■ **PROBLEM DESCRIPTION**
Would you return the lines between the one holding "Find the nest made" and the one holding "Find the metal grid", inclusive, and only those, exactly as they stand in the listing below?

■ **DATA RECORDS**
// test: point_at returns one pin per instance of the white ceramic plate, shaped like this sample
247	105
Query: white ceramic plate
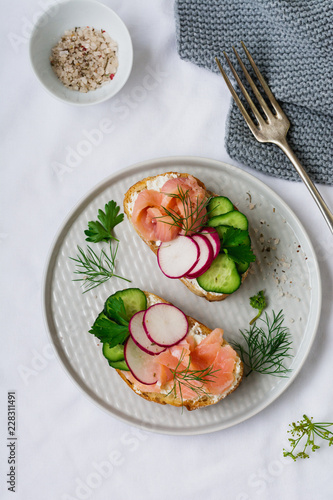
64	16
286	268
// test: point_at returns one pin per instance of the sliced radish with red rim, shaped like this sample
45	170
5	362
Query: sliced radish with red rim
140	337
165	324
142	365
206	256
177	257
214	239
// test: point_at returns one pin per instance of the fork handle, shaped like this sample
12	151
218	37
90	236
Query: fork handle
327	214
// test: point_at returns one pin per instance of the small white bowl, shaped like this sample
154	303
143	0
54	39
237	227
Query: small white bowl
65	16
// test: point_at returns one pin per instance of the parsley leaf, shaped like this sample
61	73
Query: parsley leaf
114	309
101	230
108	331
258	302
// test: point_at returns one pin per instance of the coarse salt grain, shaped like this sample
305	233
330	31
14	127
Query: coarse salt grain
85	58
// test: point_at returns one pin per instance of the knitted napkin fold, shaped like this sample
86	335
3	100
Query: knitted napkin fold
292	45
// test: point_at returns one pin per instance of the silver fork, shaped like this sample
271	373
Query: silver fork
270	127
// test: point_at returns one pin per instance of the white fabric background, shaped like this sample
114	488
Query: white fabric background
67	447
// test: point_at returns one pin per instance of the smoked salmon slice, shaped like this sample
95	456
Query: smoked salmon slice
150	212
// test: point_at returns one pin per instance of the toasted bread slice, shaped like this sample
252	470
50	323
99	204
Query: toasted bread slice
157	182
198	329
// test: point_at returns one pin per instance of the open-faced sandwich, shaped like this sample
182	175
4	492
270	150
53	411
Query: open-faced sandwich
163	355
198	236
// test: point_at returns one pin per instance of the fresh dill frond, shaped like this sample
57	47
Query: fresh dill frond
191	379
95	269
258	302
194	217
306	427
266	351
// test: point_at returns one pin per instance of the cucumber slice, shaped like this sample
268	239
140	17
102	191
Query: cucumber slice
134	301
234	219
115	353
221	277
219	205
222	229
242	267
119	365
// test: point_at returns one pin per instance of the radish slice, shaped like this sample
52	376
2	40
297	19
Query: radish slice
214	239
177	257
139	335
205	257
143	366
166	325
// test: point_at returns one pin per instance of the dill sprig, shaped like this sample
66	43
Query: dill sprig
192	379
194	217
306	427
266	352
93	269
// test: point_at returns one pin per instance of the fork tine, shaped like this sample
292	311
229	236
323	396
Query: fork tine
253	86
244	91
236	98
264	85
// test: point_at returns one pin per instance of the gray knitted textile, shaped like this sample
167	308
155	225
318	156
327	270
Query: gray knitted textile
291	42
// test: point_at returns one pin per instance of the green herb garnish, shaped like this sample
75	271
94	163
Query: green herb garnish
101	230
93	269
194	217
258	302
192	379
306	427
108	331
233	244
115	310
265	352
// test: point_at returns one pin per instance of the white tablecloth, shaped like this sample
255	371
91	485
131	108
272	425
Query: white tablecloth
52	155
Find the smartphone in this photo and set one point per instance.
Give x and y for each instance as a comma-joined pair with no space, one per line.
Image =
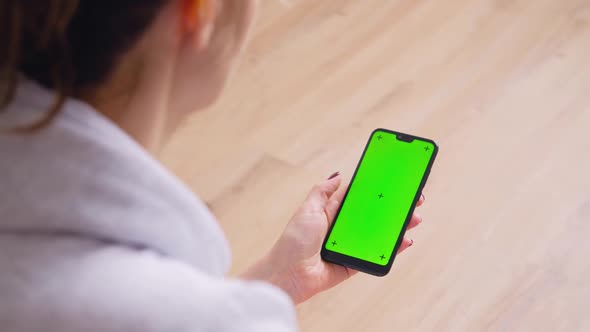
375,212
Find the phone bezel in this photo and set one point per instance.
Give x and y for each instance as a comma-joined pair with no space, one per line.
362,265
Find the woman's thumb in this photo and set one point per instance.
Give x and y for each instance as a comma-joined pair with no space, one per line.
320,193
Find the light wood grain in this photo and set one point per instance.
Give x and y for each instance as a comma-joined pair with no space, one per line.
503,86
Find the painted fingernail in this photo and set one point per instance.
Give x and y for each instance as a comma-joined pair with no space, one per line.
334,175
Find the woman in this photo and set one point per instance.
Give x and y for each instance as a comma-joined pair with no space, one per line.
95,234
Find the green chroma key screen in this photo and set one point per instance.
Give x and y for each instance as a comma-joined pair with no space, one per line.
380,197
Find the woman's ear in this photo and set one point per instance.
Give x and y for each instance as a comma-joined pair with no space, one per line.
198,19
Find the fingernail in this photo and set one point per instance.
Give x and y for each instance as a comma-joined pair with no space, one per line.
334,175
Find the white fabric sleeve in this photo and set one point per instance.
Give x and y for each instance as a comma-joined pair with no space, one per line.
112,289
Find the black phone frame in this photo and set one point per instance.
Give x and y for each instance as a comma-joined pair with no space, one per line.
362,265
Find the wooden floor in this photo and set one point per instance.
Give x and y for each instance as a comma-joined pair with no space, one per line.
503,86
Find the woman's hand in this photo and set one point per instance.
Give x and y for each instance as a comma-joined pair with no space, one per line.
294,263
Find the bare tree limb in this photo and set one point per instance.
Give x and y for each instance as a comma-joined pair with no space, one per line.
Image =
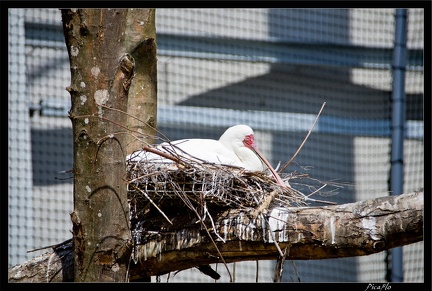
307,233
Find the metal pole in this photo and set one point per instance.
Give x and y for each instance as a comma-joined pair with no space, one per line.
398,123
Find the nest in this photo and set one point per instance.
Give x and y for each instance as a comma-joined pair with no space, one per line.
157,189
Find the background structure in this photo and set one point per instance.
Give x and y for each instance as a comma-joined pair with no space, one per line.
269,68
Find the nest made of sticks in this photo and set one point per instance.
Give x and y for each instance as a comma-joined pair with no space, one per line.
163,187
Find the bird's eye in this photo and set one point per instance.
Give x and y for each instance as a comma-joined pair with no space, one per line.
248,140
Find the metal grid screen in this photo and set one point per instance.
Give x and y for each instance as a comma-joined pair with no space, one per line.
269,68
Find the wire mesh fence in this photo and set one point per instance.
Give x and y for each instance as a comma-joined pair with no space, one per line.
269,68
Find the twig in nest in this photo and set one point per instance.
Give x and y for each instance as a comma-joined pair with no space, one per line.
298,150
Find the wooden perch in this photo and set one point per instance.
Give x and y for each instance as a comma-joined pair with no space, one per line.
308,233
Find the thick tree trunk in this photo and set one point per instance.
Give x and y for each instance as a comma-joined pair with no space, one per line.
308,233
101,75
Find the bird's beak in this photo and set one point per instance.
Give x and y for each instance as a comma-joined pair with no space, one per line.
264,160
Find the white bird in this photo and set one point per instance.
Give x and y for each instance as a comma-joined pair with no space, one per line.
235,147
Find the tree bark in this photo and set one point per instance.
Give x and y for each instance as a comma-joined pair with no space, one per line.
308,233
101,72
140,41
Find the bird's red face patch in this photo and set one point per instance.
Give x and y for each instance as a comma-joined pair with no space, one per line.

■ **REPLY**
Find the nest made of sticks in this photo and set one point per instance.
Give x and y for each instance as a comma-joined pair with no space, one per line.
163,187
Find the bird's eye in this photo and set one point per instance.
Give x and y for each instance as a comma-joined pair with no space, one per line.
248,140
Find the metal grid screen in this photo and set one point per instance.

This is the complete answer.